Objective
Reproduce every item below word for word, keeping each line as it appears.

Data to use
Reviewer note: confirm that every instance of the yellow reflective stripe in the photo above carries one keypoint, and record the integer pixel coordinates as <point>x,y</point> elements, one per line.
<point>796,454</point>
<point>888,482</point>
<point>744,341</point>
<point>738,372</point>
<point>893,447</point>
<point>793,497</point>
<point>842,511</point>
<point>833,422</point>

Output below
Reviewer note: confirm that every instance of the yellow reflective stripe in the photo above carries one keypoint, and record the integer pixel coordinates as <point>x,y</point> elements, one per line.
<point>796,454</point>
<point>888,482</point>
<point>744,341</point>
<point>738,372</point>
<point>893,447</point>
<point>793,497</point>
<point>842,511</point>
<point>833,422</point>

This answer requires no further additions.